§ Data entries
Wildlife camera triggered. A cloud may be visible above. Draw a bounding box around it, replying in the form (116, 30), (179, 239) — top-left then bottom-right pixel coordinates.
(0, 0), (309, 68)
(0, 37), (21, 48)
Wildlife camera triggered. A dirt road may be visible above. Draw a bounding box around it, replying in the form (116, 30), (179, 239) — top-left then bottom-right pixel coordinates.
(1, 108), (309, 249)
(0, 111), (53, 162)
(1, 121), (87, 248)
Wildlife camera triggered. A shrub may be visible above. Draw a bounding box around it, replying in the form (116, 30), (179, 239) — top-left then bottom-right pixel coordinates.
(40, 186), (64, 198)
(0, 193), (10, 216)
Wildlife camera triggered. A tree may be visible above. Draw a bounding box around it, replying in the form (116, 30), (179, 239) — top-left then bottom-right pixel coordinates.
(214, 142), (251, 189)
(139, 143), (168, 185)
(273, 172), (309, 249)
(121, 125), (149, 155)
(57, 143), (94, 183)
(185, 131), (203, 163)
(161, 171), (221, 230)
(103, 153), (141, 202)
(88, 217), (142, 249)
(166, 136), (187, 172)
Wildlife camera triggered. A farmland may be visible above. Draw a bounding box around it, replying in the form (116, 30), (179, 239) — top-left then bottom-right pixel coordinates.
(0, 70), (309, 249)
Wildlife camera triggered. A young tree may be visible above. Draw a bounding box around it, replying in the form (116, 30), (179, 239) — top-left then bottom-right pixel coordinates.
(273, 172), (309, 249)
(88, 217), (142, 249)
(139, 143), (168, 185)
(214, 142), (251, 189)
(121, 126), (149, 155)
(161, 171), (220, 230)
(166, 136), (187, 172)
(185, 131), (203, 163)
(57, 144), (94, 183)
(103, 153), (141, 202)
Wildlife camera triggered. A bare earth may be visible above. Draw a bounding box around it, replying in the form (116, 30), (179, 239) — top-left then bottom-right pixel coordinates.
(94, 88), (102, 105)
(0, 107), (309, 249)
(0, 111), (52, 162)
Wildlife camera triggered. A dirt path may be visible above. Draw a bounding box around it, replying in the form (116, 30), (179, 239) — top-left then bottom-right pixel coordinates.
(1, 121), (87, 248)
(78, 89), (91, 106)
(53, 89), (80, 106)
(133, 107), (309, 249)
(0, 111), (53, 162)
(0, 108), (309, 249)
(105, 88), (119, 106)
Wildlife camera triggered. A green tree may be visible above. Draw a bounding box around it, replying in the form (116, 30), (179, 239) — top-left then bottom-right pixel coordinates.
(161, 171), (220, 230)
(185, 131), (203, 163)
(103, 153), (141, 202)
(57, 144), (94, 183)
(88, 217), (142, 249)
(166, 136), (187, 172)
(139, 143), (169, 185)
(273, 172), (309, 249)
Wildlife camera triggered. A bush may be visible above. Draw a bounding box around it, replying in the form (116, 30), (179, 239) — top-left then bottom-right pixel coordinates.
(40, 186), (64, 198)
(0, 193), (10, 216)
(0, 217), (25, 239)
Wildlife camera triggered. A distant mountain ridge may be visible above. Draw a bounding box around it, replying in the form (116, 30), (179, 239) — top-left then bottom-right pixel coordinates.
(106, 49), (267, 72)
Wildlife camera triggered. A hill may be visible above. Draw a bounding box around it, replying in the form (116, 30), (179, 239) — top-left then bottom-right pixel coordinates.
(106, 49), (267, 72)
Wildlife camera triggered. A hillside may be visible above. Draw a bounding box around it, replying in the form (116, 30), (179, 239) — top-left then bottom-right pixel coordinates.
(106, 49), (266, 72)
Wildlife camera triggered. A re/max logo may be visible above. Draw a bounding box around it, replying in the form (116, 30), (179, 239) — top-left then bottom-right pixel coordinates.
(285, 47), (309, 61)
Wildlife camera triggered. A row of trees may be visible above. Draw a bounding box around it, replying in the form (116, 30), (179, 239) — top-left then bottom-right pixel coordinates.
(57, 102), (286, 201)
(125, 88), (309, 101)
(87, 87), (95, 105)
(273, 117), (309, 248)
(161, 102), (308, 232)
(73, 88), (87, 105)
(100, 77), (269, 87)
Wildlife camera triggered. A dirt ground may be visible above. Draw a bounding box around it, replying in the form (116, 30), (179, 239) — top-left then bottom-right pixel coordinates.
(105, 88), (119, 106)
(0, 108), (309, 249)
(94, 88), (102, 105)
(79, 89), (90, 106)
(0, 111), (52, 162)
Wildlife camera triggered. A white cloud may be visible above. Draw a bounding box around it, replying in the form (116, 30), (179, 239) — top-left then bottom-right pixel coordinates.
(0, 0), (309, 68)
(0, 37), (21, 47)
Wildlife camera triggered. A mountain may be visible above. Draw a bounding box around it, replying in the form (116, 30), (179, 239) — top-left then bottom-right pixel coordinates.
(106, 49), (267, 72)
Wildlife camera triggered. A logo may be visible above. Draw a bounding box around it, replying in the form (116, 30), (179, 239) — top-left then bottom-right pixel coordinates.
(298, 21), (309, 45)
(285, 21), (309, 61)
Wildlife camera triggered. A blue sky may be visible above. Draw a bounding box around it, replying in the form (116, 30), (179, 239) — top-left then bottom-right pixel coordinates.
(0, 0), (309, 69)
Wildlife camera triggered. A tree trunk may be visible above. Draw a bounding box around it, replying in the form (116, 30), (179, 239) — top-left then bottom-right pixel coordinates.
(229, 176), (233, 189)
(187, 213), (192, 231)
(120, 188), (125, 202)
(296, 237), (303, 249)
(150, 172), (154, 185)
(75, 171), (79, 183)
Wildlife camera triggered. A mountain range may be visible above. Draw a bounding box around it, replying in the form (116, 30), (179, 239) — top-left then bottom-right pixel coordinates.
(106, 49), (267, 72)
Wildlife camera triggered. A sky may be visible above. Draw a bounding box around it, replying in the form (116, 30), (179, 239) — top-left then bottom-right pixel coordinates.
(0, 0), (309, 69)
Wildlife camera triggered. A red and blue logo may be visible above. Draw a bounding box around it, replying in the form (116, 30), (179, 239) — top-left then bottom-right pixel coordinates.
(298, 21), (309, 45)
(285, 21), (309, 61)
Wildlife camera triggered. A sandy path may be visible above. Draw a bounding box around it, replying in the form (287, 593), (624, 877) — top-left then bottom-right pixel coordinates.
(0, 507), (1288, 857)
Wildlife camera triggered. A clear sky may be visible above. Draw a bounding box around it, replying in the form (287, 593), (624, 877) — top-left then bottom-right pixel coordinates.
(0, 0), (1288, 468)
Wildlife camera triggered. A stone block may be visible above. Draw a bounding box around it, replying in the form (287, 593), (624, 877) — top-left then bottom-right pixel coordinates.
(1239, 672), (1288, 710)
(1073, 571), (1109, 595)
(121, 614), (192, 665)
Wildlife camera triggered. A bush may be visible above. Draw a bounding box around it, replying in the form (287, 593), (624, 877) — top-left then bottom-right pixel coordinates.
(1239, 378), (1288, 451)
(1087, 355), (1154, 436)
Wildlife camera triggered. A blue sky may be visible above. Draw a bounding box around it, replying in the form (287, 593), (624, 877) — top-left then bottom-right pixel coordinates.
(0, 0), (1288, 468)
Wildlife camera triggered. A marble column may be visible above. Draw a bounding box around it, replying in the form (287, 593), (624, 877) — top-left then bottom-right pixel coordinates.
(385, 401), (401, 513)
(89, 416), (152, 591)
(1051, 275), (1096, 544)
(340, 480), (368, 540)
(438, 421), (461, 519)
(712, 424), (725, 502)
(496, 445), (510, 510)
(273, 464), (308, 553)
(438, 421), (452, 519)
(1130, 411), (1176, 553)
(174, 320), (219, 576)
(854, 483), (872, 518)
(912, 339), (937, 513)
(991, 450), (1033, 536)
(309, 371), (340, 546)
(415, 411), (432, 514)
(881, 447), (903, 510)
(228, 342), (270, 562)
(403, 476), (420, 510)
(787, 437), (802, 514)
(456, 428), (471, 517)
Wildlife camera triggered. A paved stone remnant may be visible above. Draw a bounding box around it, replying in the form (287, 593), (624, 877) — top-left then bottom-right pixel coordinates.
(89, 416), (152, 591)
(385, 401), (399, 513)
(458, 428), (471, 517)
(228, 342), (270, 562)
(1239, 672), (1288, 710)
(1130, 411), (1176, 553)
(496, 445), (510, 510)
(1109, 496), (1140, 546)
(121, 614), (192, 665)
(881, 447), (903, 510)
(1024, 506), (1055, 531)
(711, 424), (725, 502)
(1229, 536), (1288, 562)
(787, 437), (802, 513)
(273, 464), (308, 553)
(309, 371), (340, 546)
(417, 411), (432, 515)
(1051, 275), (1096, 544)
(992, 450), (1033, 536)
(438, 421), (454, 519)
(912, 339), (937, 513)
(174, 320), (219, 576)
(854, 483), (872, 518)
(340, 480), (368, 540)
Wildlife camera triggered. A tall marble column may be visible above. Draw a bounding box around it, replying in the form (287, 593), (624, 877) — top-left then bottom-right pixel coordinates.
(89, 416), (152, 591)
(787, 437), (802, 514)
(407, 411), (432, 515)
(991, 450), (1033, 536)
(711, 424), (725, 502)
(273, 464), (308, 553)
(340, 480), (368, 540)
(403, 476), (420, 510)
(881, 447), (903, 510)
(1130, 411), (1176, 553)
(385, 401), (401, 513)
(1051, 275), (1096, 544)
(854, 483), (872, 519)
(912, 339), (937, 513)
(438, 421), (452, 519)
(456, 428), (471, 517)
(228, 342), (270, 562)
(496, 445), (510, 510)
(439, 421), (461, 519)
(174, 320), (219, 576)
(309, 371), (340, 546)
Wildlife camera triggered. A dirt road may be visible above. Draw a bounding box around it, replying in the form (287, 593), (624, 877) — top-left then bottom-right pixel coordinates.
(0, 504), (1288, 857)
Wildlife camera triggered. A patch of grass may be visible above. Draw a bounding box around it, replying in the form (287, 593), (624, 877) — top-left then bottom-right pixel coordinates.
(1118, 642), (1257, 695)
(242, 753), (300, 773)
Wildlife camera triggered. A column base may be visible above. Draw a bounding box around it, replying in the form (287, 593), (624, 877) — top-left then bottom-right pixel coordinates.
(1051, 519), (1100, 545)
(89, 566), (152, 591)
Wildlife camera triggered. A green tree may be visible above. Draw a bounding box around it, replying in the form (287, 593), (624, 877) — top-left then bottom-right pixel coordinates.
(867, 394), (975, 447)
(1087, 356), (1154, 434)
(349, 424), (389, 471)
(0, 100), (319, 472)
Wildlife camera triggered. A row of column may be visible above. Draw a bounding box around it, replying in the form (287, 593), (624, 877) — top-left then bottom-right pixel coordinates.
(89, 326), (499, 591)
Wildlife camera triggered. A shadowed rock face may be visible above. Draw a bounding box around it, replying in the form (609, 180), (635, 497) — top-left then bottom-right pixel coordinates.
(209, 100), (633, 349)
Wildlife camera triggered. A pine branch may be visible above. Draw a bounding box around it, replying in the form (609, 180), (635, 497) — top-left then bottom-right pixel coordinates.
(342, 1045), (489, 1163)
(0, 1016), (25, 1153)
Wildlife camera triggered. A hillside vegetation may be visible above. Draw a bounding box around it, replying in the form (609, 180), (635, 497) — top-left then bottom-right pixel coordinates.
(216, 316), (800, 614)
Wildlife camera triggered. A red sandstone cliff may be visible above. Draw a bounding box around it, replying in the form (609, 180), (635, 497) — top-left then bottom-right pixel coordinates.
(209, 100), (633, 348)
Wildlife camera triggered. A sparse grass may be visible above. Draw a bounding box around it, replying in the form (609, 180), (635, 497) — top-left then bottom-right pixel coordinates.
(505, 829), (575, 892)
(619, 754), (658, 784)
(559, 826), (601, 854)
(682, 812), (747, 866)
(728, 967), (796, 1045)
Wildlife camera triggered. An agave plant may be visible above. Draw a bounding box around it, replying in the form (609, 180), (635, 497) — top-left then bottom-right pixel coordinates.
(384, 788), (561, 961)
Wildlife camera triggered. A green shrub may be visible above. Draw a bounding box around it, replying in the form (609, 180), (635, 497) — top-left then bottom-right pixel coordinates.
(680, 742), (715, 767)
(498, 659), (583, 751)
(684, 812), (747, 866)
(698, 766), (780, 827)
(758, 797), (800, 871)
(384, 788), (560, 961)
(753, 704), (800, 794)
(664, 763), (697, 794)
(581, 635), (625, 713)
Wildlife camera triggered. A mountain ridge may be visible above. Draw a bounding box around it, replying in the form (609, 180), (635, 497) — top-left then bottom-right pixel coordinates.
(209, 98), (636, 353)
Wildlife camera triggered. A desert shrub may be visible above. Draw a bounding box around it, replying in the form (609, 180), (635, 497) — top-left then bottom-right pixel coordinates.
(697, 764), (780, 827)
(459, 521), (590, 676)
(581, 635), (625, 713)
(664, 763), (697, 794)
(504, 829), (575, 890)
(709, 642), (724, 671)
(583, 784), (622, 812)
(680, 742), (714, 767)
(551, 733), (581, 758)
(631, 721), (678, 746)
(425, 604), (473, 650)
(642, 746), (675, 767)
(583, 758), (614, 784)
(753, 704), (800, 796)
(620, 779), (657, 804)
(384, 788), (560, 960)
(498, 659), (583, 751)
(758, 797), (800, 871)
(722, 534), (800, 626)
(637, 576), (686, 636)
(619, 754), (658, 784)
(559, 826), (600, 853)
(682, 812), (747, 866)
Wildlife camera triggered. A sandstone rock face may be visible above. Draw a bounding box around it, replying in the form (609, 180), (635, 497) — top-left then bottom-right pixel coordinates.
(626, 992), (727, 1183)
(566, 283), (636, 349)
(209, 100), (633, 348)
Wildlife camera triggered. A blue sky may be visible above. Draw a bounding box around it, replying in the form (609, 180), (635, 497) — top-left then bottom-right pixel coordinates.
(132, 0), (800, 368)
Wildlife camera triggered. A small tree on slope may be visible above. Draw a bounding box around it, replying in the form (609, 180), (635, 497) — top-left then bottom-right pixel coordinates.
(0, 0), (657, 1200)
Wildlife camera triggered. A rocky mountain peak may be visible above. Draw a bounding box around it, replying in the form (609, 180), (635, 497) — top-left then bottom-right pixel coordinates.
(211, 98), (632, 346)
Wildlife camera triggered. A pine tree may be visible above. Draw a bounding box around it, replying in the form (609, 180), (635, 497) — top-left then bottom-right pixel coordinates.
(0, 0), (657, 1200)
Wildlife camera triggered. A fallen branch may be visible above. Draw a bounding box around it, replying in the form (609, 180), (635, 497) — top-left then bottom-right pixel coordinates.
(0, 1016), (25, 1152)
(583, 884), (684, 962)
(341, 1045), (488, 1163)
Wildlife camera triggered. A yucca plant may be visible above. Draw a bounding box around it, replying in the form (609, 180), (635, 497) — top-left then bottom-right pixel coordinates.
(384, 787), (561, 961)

§ Task to complete
Reproduce the records above exactly, starting with the line that contains "Wildlife camera triggered. A small" and ending with the last line.

§ Task result
Wildlife camera triggered. A small tree on slope may be visible above. Draw a bounding box around it, replying in the form (609, 180), (635, 497) — top-left then bottom-right pixel coordinates.
(0, 0), (657, 1200)
Wildlife camera triggered. A rocky mountain peak may be visible above. Draw a bounding box around it, replying in the form (609, 180), (635, 497) — top-left then bottom-right pixel coordinates.
(211, 98), (632, 346)
Wildlife camera triggered. A pine tree may be visible above. Draw a bounding box around it, replying in the form (609, 180), (635, 497) — top-left then bottom-right pixel coordinates.
(0, 0), (657, 1200)
Wildlife camera triggered. A fallen branch may be visible above. Draw a bounding box around it, replying in the form (609, 180), (635, 497) — top-left then bottom-right pixel coordinates.
(0, 1016), (25, 1152)
(583, 884), (684, 962)
(341, 1045), (488, 1163)
Wildlife camera triggered. A yucca plant may be visible above. Draw a bounding box around it, replying in the form (609, 180), (635, 497) — top-left then bottom-right pixel coordinates.
(384, 787), (561, 961)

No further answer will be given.